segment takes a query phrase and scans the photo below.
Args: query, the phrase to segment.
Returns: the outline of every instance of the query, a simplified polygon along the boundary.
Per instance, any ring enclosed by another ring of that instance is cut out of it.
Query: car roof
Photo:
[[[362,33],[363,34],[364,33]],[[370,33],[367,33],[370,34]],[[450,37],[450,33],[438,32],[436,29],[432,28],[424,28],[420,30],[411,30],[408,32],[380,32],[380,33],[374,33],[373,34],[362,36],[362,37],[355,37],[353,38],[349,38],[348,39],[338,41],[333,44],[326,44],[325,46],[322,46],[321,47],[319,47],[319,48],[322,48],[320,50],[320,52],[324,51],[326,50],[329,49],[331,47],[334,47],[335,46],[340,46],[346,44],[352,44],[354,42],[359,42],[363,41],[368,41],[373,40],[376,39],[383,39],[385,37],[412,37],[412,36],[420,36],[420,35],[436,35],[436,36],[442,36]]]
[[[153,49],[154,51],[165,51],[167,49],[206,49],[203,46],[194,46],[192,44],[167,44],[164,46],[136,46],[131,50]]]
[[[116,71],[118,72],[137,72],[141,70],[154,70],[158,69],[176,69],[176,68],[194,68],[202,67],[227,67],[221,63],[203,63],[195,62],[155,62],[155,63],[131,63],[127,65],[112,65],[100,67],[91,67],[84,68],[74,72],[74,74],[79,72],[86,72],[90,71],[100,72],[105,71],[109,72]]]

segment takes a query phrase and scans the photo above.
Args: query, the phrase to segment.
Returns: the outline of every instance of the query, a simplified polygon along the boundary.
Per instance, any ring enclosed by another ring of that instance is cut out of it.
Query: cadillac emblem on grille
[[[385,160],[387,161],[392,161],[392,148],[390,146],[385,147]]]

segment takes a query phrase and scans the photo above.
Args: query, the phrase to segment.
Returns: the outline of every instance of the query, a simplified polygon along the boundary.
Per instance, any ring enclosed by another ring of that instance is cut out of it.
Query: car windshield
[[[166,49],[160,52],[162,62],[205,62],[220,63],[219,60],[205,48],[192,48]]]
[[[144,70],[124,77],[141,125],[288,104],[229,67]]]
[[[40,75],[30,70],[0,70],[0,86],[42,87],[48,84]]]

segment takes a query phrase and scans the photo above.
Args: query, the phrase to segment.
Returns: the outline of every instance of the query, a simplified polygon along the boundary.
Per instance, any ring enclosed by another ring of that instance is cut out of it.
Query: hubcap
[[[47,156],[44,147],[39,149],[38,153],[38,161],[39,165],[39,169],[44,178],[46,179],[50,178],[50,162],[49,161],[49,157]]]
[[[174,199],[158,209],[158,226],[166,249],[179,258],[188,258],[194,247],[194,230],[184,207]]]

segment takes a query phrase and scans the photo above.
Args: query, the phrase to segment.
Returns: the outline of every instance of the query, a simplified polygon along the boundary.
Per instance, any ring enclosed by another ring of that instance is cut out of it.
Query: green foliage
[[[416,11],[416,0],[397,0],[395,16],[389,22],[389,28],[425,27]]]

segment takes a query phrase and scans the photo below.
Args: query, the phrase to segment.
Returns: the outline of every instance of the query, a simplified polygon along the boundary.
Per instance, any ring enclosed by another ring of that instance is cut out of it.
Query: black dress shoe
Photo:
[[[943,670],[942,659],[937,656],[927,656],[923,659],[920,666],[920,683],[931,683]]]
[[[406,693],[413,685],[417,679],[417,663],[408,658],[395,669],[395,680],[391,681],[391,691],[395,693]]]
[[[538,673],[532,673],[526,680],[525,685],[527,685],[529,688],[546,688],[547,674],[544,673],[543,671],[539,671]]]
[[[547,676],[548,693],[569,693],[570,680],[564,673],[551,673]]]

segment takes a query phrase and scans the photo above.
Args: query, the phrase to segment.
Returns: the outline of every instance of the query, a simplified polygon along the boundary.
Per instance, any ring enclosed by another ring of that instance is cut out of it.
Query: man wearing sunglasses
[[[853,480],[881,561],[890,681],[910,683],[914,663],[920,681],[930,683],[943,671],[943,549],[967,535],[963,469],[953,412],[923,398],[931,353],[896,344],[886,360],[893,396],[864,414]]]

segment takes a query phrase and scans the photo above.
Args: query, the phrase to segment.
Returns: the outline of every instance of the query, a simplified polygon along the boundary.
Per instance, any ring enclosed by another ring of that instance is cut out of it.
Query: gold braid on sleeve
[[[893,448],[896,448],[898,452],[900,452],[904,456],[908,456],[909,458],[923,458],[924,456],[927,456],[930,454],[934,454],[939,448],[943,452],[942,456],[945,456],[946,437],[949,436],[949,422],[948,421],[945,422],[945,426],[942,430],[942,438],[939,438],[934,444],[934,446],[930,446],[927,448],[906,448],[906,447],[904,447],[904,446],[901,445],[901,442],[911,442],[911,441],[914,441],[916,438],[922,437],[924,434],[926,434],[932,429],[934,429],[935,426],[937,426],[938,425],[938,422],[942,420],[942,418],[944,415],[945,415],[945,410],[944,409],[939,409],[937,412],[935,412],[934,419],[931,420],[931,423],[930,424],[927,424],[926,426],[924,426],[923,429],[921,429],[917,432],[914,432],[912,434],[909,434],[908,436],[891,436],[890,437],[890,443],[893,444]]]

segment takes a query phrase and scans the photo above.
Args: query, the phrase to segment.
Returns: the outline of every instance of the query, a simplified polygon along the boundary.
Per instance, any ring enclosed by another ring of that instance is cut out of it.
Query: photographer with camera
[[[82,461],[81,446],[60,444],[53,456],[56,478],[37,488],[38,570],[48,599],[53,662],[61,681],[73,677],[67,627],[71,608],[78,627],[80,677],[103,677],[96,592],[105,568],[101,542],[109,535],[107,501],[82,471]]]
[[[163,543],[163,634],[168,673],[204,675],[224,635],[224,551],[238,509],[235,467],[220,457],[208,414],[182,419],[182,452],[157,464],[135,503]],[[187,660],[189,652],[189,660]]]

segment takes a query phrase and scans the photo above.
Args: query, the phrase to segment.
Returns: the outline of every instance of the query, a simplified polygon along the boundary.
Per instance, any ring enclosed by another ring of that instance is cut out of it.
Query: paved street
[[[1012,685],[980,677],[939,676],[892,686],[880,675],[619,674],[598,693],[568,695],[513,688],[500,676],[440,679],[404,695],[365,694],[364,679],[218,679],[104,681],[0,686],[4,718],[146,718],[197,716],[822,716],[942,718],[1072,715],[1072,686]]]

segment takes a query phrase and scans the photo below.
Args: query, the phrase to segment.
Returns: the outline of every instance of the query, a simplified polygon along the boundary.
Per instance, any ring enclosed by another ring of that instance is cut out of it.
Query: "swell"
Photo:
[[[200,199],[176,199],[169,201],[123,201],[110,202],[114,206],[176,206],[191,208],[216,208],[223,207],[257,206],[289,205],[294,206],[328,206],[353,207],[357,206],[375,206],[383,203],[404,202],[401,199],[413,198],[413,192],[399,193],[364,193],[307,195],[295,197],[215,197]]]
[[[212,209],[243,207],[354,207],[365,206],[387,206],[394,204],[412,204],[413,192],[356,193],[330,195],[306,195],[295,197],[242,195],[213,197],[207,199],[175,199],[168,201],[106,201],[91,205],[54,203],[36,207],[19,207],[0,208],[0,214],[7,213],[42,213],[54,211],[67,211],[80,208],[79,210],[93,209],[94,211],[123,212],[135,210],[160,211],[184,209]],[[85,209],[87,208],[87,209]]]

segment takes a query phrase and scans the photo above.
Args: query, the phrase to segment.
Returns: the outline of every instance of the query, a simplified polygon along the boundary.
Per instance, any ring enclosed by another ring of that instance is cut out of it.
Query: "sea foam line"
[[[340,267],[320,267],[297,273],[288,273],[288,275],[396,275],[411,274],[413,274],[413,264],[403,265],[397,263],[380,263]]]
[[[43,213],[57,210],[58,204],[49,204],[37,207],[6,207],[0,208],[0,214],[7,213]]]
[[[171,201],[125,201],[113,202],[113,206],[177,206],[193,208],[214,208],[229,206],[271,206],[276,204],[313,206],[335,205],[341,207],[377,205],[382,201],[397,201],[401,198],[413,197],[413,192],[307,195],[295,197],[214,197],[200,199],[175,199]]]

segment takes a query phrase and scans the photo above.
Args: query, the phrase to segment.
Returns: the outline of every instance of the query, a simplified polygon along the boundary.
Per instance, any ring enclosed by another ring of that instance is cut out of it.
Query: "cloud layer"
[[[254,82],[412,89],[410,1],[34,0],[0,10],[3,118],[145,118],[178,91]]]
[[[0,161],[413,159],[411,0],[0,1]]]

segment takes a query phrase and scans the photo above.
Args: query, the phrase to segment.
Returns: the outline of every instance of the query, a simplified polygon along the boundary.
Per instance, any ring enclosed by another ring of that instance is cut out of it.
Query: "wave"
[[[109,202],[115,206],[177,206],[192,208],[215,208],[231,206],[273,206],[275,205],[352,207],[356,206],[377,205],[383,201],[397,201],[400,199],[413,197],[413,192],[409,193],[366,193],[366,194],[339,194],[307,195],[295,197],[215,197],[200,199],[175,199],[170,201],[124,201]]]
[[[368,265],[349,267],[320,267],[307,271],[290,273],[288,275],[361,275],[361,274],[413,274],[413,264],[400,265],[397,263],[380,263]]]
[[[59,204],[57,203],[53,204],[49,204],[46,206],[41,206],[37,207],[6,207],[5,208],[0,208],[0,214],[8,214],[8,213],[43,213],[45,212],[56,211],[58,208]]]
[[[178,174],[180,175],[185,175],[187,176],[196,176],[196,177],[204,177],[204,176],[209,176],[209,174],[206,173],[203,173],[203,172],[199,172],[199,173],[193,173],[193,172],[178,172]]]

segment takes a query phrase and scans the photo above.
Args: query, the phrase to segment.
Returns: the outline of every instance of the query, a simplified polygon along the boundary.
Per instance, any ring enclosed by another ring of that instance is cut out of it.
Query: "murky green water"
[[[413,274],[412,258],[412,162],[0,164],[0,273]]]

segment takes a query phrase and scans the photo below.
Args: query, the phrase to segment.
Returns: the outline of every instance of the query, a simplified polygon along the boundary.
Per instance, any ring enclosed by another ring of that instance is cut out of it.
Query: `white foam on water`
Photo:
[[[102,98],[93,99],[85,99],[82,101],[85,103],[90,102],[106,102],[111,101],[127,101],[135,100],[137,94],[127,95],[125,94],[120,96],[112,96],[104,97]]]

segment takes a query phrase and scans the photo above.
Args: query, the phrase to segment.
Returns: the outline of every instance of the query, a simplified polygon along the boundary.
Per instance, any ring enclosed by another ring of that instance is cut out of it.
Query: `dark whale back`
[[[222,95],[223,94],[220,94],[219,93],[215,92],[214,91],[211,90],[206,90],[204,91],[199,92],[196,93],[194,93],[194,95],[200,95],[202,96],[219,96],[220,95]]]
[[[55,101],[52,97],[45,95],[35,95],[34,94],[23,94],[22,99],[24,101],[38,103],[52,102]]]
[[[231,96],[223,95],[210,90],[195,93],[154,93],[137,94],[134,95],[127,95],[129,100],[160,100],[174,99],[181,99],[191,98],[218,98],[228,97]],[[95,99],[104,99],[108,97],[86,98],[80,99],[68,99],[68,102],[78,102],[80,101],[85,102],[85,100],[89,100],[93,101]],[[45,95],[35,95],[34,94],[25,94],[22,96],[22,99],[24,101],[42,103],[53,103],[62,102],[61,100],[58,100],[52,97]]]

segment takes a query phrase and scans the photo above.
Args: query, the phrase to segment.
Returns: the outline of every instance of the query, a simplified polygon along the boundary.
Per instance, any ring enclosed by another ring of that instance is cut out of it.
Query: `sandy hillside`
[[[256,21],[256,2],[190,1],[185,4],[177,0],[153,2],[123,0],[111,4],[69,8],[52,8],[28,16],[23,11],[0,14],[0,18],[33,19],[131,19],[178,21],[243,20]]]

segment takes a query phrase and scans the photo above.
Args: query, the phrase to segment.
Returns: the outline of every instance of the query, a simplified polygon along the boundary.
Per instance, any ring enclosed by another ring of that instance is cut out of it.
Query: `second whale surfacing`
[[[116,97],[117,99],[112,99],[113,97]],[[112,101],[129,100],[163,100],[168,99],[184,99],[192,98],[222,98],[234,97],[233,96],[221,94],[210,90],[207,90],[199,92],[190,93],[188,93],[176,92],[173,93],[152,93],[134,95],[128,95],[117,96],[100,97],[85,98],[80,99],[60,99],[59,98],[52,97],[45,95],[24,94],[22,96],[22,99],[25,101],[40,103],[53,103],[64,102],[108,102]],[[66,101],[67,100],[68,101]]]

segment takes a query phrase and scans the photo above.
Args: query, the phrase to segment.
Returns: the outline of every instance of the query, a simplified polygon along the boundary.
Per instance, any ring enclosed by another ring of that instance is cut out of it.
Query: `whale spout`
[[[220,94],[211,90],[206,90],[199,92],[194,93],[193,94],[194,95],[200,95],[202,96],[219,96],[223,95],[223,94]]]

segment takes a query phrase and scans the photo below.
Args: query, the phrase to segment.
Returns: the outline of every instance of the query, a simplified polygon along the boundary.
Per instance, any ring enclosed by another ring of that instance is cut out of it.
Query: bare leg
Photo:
• • • • •
» **TASK REQUIREMENTS**:
Find every line in the records above that contains the word "green" with the same capitalization, and copy each of those lines.

» **RESPONSE TO THE EXERCISE**:
Query: green foliage
Query: "murky green water"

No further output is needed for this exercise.